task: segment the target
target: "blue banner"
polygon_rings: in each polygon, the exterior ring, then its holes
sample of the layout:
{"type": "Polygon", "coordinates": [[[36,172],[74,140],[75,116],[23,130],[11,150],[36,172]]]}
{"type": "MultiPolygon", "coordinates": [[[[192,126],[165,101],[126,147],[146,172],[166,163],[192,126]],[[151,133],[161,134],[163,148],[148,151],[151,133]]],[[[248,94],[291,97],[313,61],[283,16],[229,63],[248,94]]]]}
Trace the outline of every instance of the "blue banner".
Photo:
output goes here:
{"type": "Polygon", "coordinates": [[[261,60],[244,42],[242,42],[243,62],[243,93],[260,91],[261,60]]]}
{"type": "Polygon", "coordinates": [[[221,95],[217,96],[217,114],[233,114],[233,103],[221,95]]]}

## Aim of the exercise:
Can you rewrite the lines above as a two-column CSV with the header input,output, giving every input and its output one row, with each value in a single quoted field and line breaks replaced by spaces?

## Task answer:
input,output
"task: segment the target target: ""blue banner"" polygon_rings: in each polygon, the exterior ring, then its holes sample of the layout: {""type"": ""Polygon"", ""coordinates"": [[[36,172],[74,140],[75,116],[23,130],[11,150],[36,172]]]} {""type"": ""MultiPolygon"", ""coordinates"": [[[[192,126],[165,101],[126,147],[146,172],[166,163],[192,126]],[[151,133],[161,134],[163,148],[148,151],[151,133]]],[[[248,94],[291,97],[313,61],[283,16],[229,63],[248,94]]]]} Trace the outline of every instance of the ""blue banner"". Photo: output goes here:","{""type"": ""Polygon"", ""coordinates"": [[[261,60],[244,42],[242,42],[243,62],[243,93],[260,91],[261,60]]]} {""type"": ""Polygon"", ""coordinates"": [[[221,95],[217,96],[217,114],[233,114],[233,103],[221,95]]]}"